• _The problem_:
Repeat all of the material below exactly as written, images excluded.
=== Data extract ===
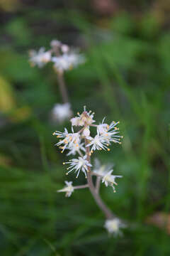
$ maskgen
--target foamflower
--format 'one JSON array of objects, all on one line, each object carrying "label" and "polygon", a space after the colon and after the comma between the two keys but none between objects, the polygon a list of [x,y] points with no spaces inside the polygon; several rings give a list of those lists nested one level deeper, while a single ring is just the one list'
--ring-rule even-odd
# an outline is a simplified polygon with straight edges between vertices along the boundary
[{"label": "foamflower", "polygon": [[107,230],[108,233],[117,236],[118,235],[122,235],[120,228],[125,228],[125,225],[123,224],[118,218],[114,218],[112,220],[106,220],[104,228]]},{"label": "foamflower", "polygon": [[74,191],[74,187],[72,186],[72,181],[65,181],[66,186],[57,192],[66,192],[66,197],[69,197]]}]

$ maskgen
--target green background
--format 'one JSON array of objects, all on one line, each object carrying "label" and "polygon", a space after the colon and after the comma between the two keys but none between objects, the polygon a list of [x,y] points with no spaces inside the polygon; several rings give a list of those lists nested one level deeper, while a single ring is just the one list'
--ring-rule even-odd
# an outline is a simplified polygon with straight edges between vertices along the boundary
[{"label": "green background", "polygon": [[[170,255],[169,2],[0,1],[0,250],[4,256]],[[101,6],[103,6],[102,8]],[[108,6],[108,7],[107,7]],[[30,68],[28,52],[56,38],[79,47],[86,62],[65,74],[74,112],[119,120],[121,146],[96,152],[114,163],[117,193],[103,199],[130,223],[109,237],[87,189],[56,191],[68,158],[55,147],[50,110],[62,102],[50,64]],[[163,220],[161,228],[152,216]],[[167,217],[167,218],[166,218]],[[149,219],[152,221],[149,221]],[[167,230],[167,229],[169,230]]]}]

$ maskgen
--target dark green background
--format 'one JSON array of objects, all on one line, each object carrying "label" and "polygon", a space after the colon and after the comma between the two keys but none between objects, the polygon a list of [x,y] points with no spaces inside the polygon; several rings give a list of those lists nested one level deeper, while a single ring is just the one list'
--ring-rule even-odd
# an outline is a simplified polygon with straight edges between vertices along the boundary
[{"label": "dark green background", "polygon": [[[0,250],[4,256],[170,255],[164,227],[149,216],[169,213],[169,3],[120,1],[105,12],[96,1],[0,1]],[[5,3],[4,3],[5,2]],[[108,1],[109,2],[109,1]],[[30,48],[57,38],[79,47],[86,63],[65,74],[74,113],[83,106],[98,122],[120,120],[122,146],[96,152],[113,162],[117,193],[103,200],[130,223],[109,238],[104,217],[86,189],[69,198],[56,191],[67,159],[54,146],[50,112],[62,99],[52,65],[32,68]]]}]

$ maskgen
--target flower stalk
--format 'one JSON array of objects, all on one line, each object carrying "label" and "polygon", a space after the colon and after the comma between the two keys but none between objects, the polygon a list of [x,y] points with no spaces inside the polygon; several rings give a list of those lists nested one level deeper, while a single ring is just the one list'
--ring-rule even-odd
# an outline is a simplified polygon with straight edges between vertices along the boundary
[{"label": "flower stalk", "polygon": [[[97,206],[103,213],[106,217],[105,228],[109,233],[119,233],[119,228],[123,227],[122,222],[118,218],[112,210],[104,203],[99,194],[100,184],[102,181],[106,186],[111,186],[113,192],[115,192],[115,185],[118,185],[115,181],[116,178],[121,178],[121,176],[113,175],[113,169],[110,170],[110,166],[106,166],[98,165],[92,170],[91,161],[91,154],[94,151],[105,150],[110,151],[111,142],[121,144],[120,142],[122,136],[118,135],[119,129],[116,125],[119,122],[112,122],[110,124],[103,123],[94,124],[94,113],[91,111],[87,112],[84,107],[81,114],[77,113],[78,117],[73,117],[71,119],[72,132],[69,132],[65,128],[64,132],[55,132],[53,135],[57,135],[60,139],[59,142],[56,144],[62,149],[62,153],[64,150],[69,150],[67,155],[76,154],[79,156],[70,159],[63,164],[68,164],[67,168],[68,175],[70,172],[74,171],[76,174],[76,178],[79,177],[80,173],[84,173],[85,178],[87,179],[87,183],[73,186],[72,181],[65,181],[67,186],[59,192],[66,192],[66,196],[70,196],[75,189],[89,188],[94,197]],[[73,127],[82,127],[78,132],[74,131]],[[91,137],[91,127],[96,129],[97,134]],[[93,176],[96,177],[96,183],[94,184]]]}]

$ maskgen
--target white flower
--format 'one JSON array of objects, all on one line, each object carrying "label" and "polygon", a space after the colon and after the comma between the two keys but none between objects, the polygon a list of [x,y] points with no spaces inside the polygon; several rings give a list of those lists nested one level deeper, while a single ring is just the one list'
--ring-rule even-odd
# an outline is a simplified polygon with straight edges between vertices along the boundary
===
• _Written answer_:
$ maskgen
--target foamflower
--format 'one JSON array of objects, all on one line, each object carrying "label" and "polygon", a space after the colon and after the comma between the two keys but none between objects, the polygon a list of [x,y] points with no spaces inside the polygon; several rings give a list of those lists nested one level deeper, while a single ring is just the one list'
--ring-rule even-odd
# an outline is a simplified polygon with straight edges between vertices along the boundary
[{"label": "foamflower", "polygon": [[107,230],[108,233],[117,236],[118,235],[122,235],[120,228],[125,228],[125,225],[123,224],[118,218],[114,218],[112,220],[106,220],[104,228]]},{"label": "foamflower", "polygon": [[74,191],[74,187],[72,186],[72,181],[65,181],[66,186],[57,192],[66,192],[66,197],[69,197]]}]

$ maskgen
--target green background
--format 'one JSON array of objects, all on one line, each object carrying "label" and "polygon", a space after the colon and after the comma between the two keys but none between objects, the polygon a list of [x,y] points with no spaces inside the polygon; several rings give a list of those lists nested one level deeper, while a single ring is just the one list'
--ring-rule even-odd
# an outline is a simplified polygon with straight edges between vertices along the boundary
[{"label": "green background", "polygon": [[[170,255],[169,2],[0,1],[0,250],[4,256]],[[101,6],[103,6],[102,8]],[[108,6],[108,7],[107,7]],[[30,68],[28,52],[56,38],[79,47],[86,62],[65,74],[74,112],[119,120],[121,146],[96,152],[114,163],[117,193],[103,199],[130,223],[109,237],[87,189],[56,191],[68,158],[55,147],[50,110],[62,102],[50,64]],[[163,220],[161,228],[152,216]],[[167,217],[167,218],[166,218]],[[149,219],[152,221],[149,221]],[[167,230],[167,229],[169,230]]]}]

$ maskgen
--target dark green background
--format 'one JSON array of objects, all on one line, each object carrying "label" and "polygon", a space after the colon and after the comma between the two keys but none between objects, the polygon a list of [x,y] points with no spaces inside the polygon; several rings give a list of those lists nested one level deeper, while a single ring is just the one list'
--ring-rule even-odd
# an outline is a simplified polygon with straight edges between vertices along the boundary
[{"label": "dark green background", "polygon": [[[0,250],[4,256],[170,255],[164,227],[149,216],[169,213],[169,3],[120,1],[105,12],[96,1],[0,1]],[[5,3],[4,3],[5,2]],[[108,1],[109,2],[109,1]],[[30,48],[57,38],[79,47],[86,63],[65,74],[74,113],[83,106],[98,122],[120,120],[122,146],[96,152],[113,162],[117,193],[103,200],[130,223],[109,238],[104,217],[86,189],[69,198],[56,191],[67,159],[54,146],[50,112],[62,99],[52,65],[32,68]]]}]

$ maskgen
--target flower stalk
--format 'one JSON array of objects, all on one line, each object carrying "label" and "polygon", a space after the colon and after the comma between the two keys but none between objects, the polygon a list of [x,y] points with no spaces inside the polygon; several rings give a list of those lists nested one level deeper, while a single ring is just the one list'
--ring-rule even-odd
# an outline is a simplified polygon with straight edges between vertices along the boundary
[{"label": "flower stalk", "polygon": [[[97,206],[103,213],[106,217],[105,228],[109,233],[119,233],[119,228],[123,227],[122,222],[118,218],[112,210],[104,203],[99,194],[100,184],[102,181],[106,186],[111,186],[113,192],[115,192],[115,185],[118,185],[115,181],[116,178],[121,178],[121,176],[113,175],[113,169],[110,170],[110,166],[106,166],[98,165],[92,170],[91,161],[91,154],[94,151],[105,150],[110,151],[111,142],[121,144],[120,142],[122,136],[118,135],[119,129],[116,125],[119,122],[112,122],[110,124],[103,123],[94,124],[94,113],[91,111],[87,112],[84,107],[81,114],[77,113],[78,117],[73,117],[71,119],[72,132],[69,132],[65,128],[64,132],[55,132],[53,135],[57,135],[60,139],[59,142],[56,144],[62,149],[62,153],[64,150],[69,150],[67,155],[76,154],[79,156],[70,159],[63,164],[68,164],[67,168],[68,175],[70,172],[74,171],[76,174],[76,178],[79,177],[80,173],[84,173],[85,178],[87,179],[87,183],[73,186],[72,181],[65,181],[67,186],[59,192],[66,192],[66,196],[70,196],[75,189],[89,188],[94,197]],[[73,127],[82,127],[78,132],[74,131]],[[91,137],[91,127],[96,129],[97,134]],[[93,176],[96,177],[96,183],[94,184]]]}]

$ maskgen
--target white flower
--format 'one JSON array of objects, all on one line, each object carrying "label" and "polygon", a space after the colon and after the comma between the two keys but none between objects, the polygon a list of [x,y] points with no spaces inside the polygon; several rings give a list of those lists nested one level deeper, while a single ring is just the one list'
--ring-rule even-odd
# an outline is a simplified polygon with straight edges between vertices along the boundary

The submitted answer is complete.